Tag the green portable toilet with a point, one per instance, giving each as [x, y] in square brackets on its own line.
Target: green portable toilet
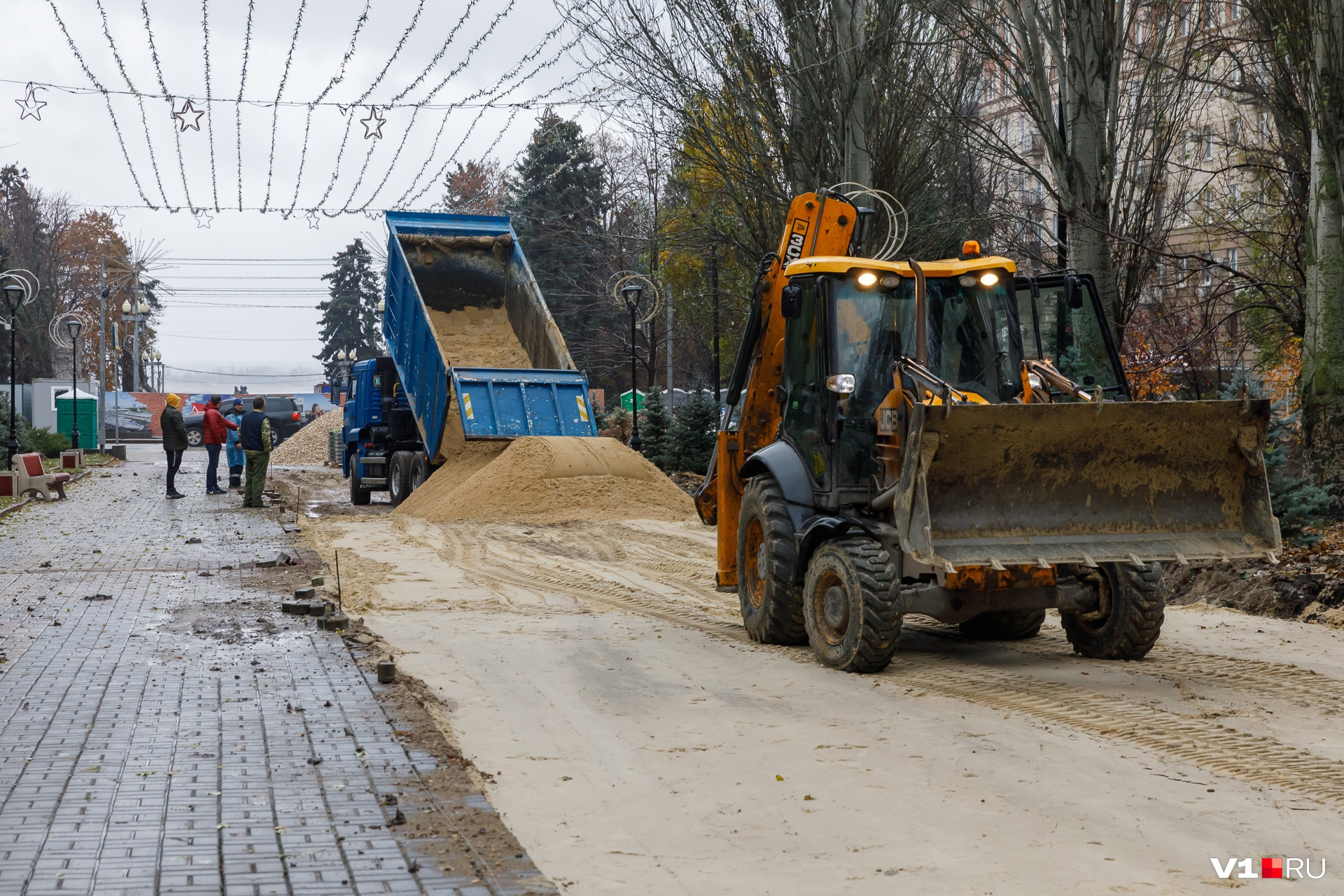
[86, 406]
[625, 399]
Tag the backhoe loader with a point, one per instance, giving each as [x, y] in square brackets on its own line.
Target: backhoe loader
[951, 440]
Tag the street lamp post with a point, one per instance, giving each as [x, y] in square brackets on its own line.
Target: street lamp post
[14, 296]
[632, 295]
[73, 327]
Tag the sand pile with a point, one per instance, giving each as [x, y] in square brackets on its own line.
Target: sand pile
[549, 480]
[477, 337]
[308, 445]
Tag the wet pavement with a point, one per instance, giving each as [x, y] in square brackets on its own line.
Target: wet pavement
[166, 729]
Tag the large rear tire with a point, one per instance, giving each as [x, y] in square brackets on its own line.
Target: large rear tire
[1004, 625]
[400, 477]
[772, 605]
[1128, 617]
[850, 605]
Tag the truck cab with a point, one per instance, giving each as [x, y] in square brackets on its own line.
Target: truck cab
[384, 445]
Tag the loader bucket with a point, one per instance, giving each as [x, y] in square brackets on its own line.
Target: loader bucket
[1077, 482]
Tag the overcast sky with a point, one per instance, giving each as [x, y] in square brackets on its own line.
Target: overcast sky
[219, 321]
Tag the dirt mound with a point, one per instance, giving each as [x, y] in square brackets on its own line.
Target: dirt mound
[308, 445]
[549, 480]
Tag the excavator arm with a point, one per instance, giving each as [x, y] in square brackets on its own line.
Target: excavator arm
[818, 225]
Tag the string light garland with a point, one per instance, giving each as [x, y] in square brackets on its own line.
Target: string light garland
[187, 112]
[30, 105]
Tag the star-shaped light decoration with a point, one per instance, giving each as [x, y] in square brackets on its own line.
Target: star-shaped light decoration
[188, 111]
[372, 124]
[30, 105]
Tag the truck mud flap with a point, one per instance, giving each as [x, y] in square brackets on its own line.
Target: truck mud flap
[1075, 482]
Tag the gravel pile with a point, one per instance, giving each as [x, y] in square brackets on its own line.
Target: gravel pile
[308, 447]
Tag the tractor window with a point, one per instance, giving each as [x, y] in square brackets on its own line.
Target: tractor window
[804, 384]
[869, 327]
[1073, 339]
[974, 337]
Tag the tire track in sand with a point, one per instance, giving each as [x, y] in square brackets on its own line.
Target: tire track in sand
[1167, 735]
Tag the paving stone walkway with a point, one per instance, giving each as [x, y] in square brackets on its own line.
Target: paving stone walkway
[166, 729]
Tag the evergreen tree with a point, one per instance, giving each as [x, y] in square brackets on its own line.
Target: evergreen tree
[1296, 500]
[654, 429]
[558, 200]
[350, 317]
[694, 433]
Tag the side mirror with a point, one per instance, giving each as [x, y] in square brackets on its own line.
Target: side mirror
[1073, 293]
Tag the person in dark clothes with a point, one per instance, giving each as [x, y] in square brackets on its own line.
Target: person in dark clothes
[214, 430]
[254, 435]
[237, 460]
[175, 440]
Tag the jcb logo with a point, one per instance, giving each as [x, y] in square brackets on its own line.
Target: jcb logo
[794, 250]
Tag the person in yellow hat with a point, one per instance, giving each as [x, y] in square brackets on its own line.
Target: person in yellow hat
[175, 440]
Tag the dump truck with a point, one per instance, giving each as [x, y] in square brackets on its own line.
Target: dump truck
[473, 354]
[949, 438]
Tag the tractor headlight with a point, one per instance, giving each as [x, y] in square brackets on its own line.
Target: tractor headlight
[840, 383]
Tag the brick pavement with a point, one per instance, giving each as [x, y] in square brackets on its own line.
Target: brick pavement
[166, 729]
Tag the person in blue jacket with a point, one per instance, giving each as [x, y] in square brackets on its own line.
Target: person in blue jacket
[234, 450]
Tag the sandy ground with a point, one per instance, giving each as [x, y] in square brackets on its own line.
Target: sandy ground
[643, 745]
□ □ □
SHORT TASK:
Rewrite all of the data above, replacing every "Target" with "Object" and keeping everything else unchanged. Leave the pictures out of your answer.

CORRECT ANSWER:
Tag the green portable toilet with a point, one per instance, giving each as [x, y] in square brackets on its own line.
Object: green portable toilet
[86, 406]
[625, 399]
Tag the backhoe loader with a point, one per instance, giving each as [x, y] in square brackets on its own line.
Object: backhoe loader
[951, 440]
Tag the street lamp post with a point, one per instance, giving each as [x, y] in square brackets on its own line.
Object: street lamp post
[14, 296]
[632, 295]
[73, 327]
Tag the sand pile with a point, one per instance, giving each as [x, y] in square brackets on its own line.
Object: sand pile
[549, 480]
[477, 337]
[308, 445]
Tag the wet pavement with a point, one per instance, giving each as [x, y] in square brackets on its own line.
Object: wet pavement
[166, 729]
Tag the large rear tire with a point, one per instance, giving each as [x, y] in square brackets on its own line.
Object: large rear tire
[1004, 625]
[400, 477]
[772, 605]
[1128, 617]
[850, 605]
Tag the truck cab with a point, one per instance, giving each as [x, y] in square brackets on its own line.
Object: truck cab
[384, 445]
Tag the loader bucket with a point, one per instance, giving each as [x, y] in square brackets on its own line.
Object: loader bucket
[1077, 482]
Tag the overcast sky with a point, one per instance, giving each as [x, y] in square brackets on its own line.
Object: overcast sky
[219, 321]
Tag the dirt mound with a point, one per instance, giving each as [x, y] in square brackets on its own line.
Object: dirt mound
[308, 445]
[549, 480]
Tag the excavator arm with a point, one per instance, giving each as [x, y] in square brackets on its own line.
Object: excavator arm
[818, 225]
Tag the string light garland with a point, one per instance, giving each as [x, y] in square brackets on its own line.
Object: string light garland
[187, 112]
[30, 105]
Tag the star-shaped light decoration with a point, one per instance, giving each as [x, y] in square brackets on its own line.
Object: star-shaped light decoration
[188, 111]
[372, 124]
[30, 105]
Tag the truck mud flap with a point, one per instance, giving each as [x, y] in square brackets on its own line.
Object: truck mud flap
[1075, 482]
Tag the gravel pile with a point, one per instance, giving each as [x, y] in square brackets on its own line.
Object: gravel pile
[308, 447]
Tag the tractor window with a point, one per instance, giving each as [x, y] in square brackets on its own line.
Object: tractor window
[804, 384]
[869, 327]
[1073, 339]
[974, 337]
Tag the tire track in sand with a point, one per instance, giving each as [x, y] in square brackets on its own line.
Object: tire track in sand
[1167, 735]
Tag the paving stone walkway with a point, one per instance, giving each as [x, y] in square brackets on its own line.
Object: paving stone walkway
[166, 729]
Tag the evergreen tree with a point, one per instance, giving each as [x, y] in square brackets on its own line.
Object: evergreen tree
[1296, 500]
[654, 429]
[558, 200]
[350, 317]
[694, 433]
Tag the side mirror with a point, one per instance, giving each as [x, y] in square brackets on its own line.
Object: side mirror
[1073, 293]
Tag the person in dark clothes with a point, one per instance, giving each as [x, y] in square brackets on its own line.
Object: person in dark clothes
[214, 430]
[254, 435]
[237, 460]
[175, 440]
Tag the jcb logo with a point, one per instance, giving each as [x, y] in square brackets on its own line.
Object: jcb logo
[794, 250]
Tag the person in yellow hat with a point, one per instance, giving each as [x, y] in square brackets on its own line.
Object: person in yellow hat
[175, 440]
Tag the dump truck with a point, one per instance, giving each as [x, y] in square brackets on its own line.
Object: dump truck
[473, 354]
[949, 438]
Tag the tractor headlight with a point, one per instance, giving each as [x, y] in square brackets on its own line.
Object: tractor headlight
[840, 383]
Tag the brick pavement with a point, one per instance, giving each as [x, y] in square brackets on its own line.
Object: brick pavement
[166, 729]
Tag the person in blue jacket with a point, one per instance, giving each as [x, y] in square brackets on its own line.
Object: person in blue jacket
[234, 450]
Tag the sandy ground with a point, one per instance, giving each as [x, y] in square brackets on its own line.
Object: sandy ground
[643, 745]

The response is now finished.